INSTRUCCIONES DE TRABAJO:
(A) Según el documento de origen, ¿qué oficio ejerce Trailo?
(B) Transcriba literalmente el pasaje del documento de origen comprendido entre "No, no hay palabras." y "a sus ocupantes.", ambos inclusive.
:: DOCUMENTO DE ORIGEN
No, no hay palabras. La barbarie es muda, ciego el dolor. El mismo grito
espantoso que brotaba de la garganta de un griego ebrio de sangre al cercenar el
cuello de un niño, nacía del pecho de la madre desesperada, incapaz de evitar el
golpe mortal. De nada le servía proteger a su hijo con su cuerpo, porque la
espada los ensartaba a los dos y salía roja al instante en busca de la siguiente
víctima. Manantiales de sangre desbordaban las calles. Perseguidores y
perseguidos resbalaban en ella, pero los griegos mantenían firmes las espadas y
el furor, entraban en las casas y arrastraban al exterior a sus ocupantes.
Indiferentes a los alaridos y las súplicas llevaban a cabo su siniestro trabajo
con metódica eficiencia: atravesar, cortar, degollar, mutilar sin descanso
sembrando el sagrado suelo de Troya de cadáveres palpitantes y miembros
cercenados. ¿Qué ser humano, teniendo corazón y entrañas, querría seguir
respirando a la vista de todo esto?”.
Es, en fin, una reflexión
literaria en diferentes planos temporales que esconde más de una lección sobre
el arte de narrar, sobre cómo se escribe la historia, sobre las versiones que de
los acontecimientos pretéritos han llegado hasta nosotros. Permítanme que
analice este extremo, sumamente original e interesante, con más detalle.
Han pasado sesenta o setenta años desde la fundación de Cartago y pocos
testigos quedan ya de aquellos acontecimientos. Imilce, consciente de que su
tiempo se acaba, quiere dejar constancia escrita de lo que sucedió porque no
desea que los habitantes de la joven Cartago olviden los orígenes de la ciudad,
lo que ella misma vivió cuando era niña. Aunque guarda muchos recuerdos de
aquellos tiempos, necesita la colaboración de otras personas para rellenar lo
que ignora, necesita reunir información y contrastarla, preguntar a los hijos y
nietos de aquellos primeros pobladores, como también necesita a Trailo, un poeta
profesional, descendiente de los troyanos, que contará su particular versión de
la historia.
::::
:: MATERIAL PROPORCIONADO
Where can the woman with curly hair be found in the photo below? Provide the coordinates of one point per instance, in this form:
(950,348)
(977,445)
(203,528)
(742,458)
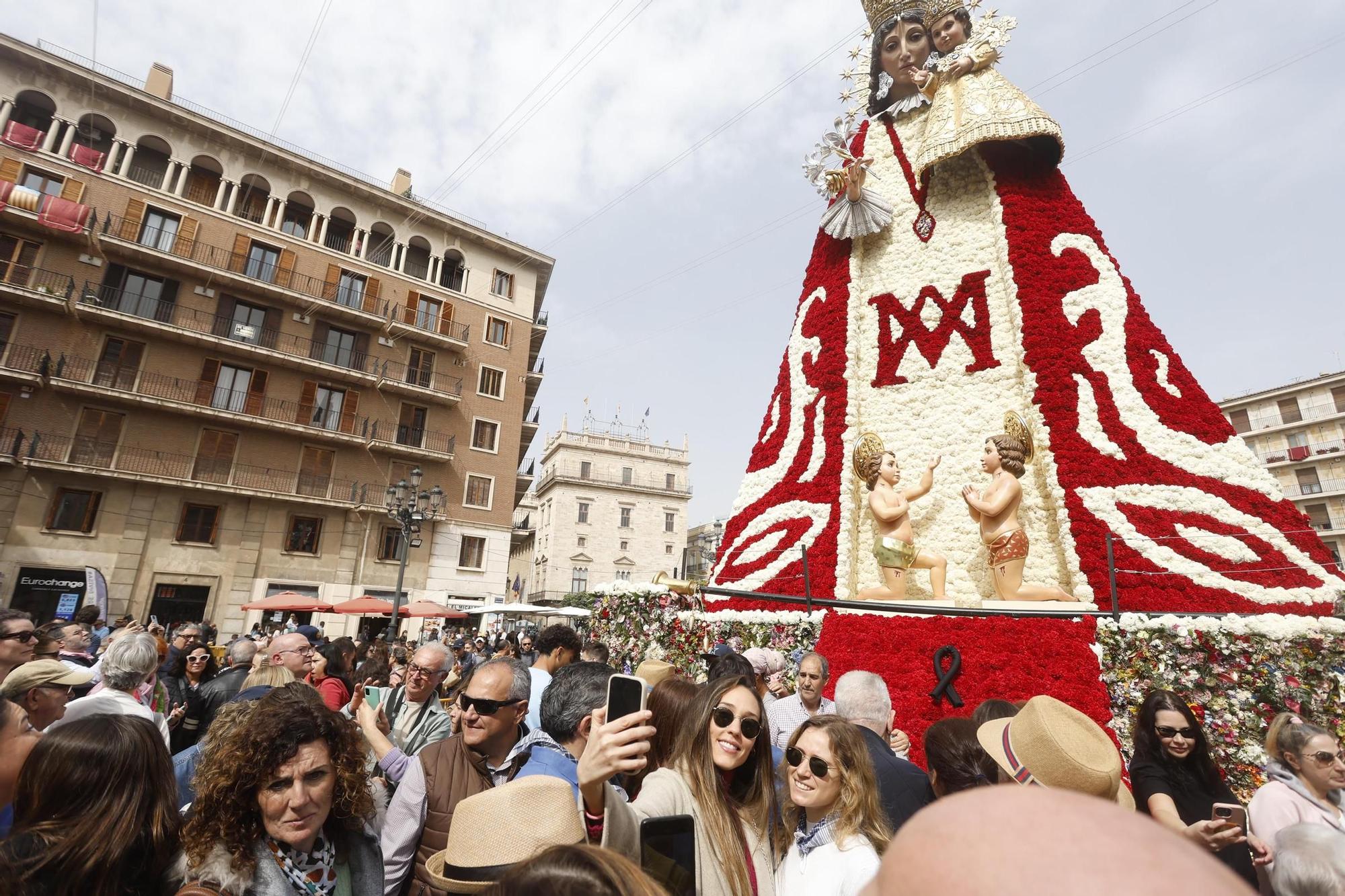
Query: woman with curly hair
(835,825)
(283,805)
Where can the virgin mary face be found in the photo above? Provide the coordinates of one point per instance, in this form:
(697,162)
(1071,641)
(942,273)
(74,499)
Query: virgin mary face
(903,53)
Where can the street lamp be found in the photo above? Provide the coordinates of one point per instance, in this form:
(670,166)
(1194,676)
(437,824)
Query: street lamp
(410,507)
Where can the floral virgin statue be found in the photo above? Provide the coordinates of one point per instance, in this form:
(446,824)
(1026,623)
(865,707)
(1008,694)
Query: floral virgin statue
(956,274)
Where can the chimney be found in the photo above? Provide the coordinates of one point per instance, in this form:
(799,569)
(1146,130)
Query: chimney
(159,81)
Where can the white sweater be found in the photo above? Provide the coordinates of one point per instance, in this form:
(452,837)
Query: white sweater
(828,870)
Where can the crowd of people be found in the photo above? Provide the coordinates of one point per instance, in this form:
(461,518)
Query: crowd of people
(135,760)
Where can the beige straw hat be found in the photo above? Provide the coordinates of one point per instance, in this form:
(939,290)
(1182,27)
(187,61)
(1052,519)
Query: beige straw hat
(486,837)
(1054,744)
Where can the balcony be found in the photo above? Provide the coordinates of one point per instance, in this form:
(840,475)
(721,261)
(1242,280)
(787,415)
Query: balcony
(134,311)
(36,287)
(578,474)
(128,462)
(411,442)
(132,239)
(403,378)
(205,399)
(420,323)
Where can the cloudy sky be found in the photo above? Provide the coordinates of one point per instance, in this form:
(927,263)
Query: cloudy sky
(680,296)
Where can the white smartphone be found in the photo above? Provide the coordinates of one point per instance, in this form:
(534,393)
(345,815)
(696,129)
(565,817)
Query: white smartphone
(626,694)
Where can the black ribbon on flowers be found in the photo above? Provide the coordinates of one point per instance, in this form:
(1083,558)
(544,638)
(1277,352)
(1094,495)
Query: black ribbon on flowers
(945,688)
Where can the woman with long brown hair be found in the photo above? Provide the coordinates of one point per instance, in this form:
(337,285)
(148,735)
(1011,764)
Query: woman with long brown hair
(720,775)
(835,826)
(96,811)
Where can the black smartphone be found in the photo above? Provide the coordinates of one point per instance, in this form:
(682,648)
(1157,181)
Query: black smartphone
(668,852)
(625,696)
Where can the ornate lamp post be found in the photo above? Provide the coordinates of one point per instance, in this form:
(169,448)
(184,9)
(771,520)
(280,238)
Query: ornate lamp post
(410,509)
::::
RESPUESTAS NUMERADAS:
(A) Es un poeta profesional.

(B)
No, no hay palabras. La barbarie es muda, ciego el dolor. El mismo grito
espantoso que brotaba de la garganta de un griego ebrio de sangre al cercenar el
cuello de un niño, nacía del pecho de la madre desesperada, incapaz de evitar el
golpe mortal. De nada le servía proteger a su hijo con su cuerpo, porque la
espada los ensartaba a los dos y salía roja al instante en busca de la siguiente
víctima. Manantiales de sangre desbordaban las calles. Perseguidores y
perseguidos resbalaban en ella, pero los griegos mantenían firmes las espadas y
el furor, entraban en las casas y arrastraban al exterior a sus ocupantes.